I have been trying to recall when exactly it dawned on me that pianist, trombonist, drummer and visual artist Malcolm Jiyane was a genius. The first time I saw him playing live was in 2009 on a cold rooftop in downtown Johannesburg as the keyboardist in the band Future History. I didn’t even know his name yet, but I recognised the band had a gifted keyboardist.
Did it dawn on me when I saw Jiyane play a solo piano show on a mild November night in 2015 at the Afrikan Freedom Station, the arts hub in Westdene, Johannesburg? He had rigged up his piano to a midi controller he was using to manipulate the sounds from the keys. The results were captivating – South African jazz piano affected and deconstructed. Those lucky enough to be huddled on the Freedom Station’s wooden benches that night sat spellbound.
Was the moment during a performance in February 2016, after a torrential summer downpour, where Jiyane and three collaborators reworked the great Yakhal' Inkomo (The Bellowing Bull) at that same venue? Released in 1968 by Winston Monwabisi “Mankunku” Ngozi, the song is thought to be the most successful South African jazz record of all time. Jiyane’s partners in art that night were drummer Tumi Mogorosi, guitarist Sifiso Buthelezi and writer Percy Mabandu. Listening to their interpretive performance of the classic piece of jazz was a spiritual experience.
──────────
» EXERCISE TASK 1: In the essay on Malcolm Jiyane, what was the midi controller on his piano used for at the November 2015 solo show, and what came of it? Answer in one to three sentences.
» EXERCISE TASK 2: Summarize the essay on Malcolm Jiyane in two sentences.
» EXERCISE TASK 3: Carry on the essay about Malcolm Jiyane from the last sentence shown.
Nothing in the rows is required here.

[Items from a data source]
──────────
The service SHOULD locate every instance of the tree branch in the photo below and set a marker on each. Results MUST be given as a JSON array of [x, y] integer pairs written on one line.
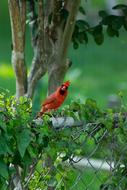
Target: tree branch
[[59, 64], [68, 31]]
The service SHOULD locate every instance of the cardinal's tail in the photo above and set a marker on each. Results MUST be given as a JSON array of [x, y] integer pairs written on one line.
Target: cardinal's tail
[[39, 114]]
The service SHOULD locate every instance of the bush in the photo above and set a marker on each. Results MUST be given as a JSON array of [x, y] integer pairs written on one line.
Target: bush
[[37, 153]]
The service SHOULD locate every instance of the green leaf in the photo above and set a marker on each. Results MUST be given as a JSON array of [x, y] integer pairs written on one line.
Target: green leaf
[[4, 148], [64, 14], [125, 24], [111, 32], [82, 10], [23, 141], [3, 169], [75, 45], [82, 25], [99, 38], [120, 6], [98, 34]]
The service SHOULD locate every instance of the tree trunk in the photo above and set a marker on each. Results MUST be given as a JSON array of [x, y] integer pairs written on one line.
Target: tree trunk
[[18, 18], [59, 66]]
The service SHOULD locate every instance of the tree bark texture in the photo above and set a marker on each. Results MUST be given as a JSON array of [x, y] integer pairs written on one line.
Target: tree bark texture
[[50, 42], [18, 18]]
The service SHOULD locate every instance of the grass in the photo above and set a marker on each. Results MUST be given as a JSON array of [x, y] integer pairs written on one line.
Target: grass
[[97, 71], [87, 179]]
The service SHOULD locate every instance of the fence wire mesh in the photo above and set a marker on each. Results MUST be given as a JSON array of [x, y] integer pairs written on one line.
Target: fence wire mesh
[[101, 165]]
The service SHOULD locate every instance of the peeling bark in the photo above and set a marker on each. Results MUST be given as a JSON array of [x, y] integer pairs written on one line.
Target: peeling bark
[[59, 66]]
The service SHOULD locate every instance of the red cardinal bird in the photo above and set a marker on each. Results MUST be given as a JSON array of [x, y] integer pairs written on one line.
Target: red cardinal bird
[[55, 100]]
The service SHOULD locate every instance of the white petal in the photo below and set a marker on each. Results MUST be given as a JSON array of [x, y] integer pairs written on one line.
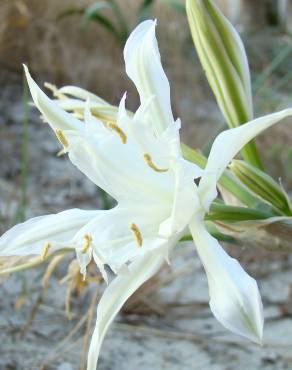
──────────
» EXERCISE RESPONSE 1: Jiyane used the midi controller to manipulate the sounds coming from the piano keys. The result was South African jazz piano that sounded affected and deconstructed, and it held the audience spellbound.

» EXERCISE RESPONSE 2: The writer tries to recall when it became clear that pianist, trombonist, drummer and visual artist Malcolm Jiyane was a genius, beginning with a 2009 rooftop show in Johannesburg where he played keyboards in Future History. Other candidate moments are a 2015 solo piano show at the Afrikan Freedom Station, where he manipulated the piano's sound through a midi controller, and a February 2016 reworking of Mankunku Ngozi's "Yakhal' Inkomo" at the same venue with Tumi Mogorosi, Sifiso Buthelezi and Percy Mabandu.

» EXERCISE RESPONSE 3:
18 September 2018: Malcolm Jiyane was drawn to the keyboard from the age of about eight or nine, but it would be a while before he got his hands on one.
Portrait of the artist
Jiyane was a regular at the Freedom Station. In 2015, a few weeks after I watched his solo piano show with the midi controller, I moved into the neighbourhood, a few streets up from the arts hub. I began to watch Jiyane play regularly as he featured in a number of bands that called the Freedom Station home.
Back then, he played regularly with his band, the Malcolm Jiyane Tree-O, as part of Mogorosi’s Project ELO, and as a member of Linda Buthelezi’s GSAND. Jiyane is incredibly loved and respected by his peers, but because he has never released an album as a bandleader, he often remains on the fringes of the spotlight.
Listeners may have heard him on records by Herbie Tsoaeli, Idris Elba, Simphiwe Dana, Project ELO and Nduduzo Makhathini, to name just a few. The reverence Jiyane’s mentors and peers have for him is always self-evident. Steve Kwena Mokwena, the force behind the Freedom Station, says it was the musicians such as Jiyane that made the venue what it was. “What Malcolm does with music is something that people will write about when we are long gone,” he once told me matter of factly.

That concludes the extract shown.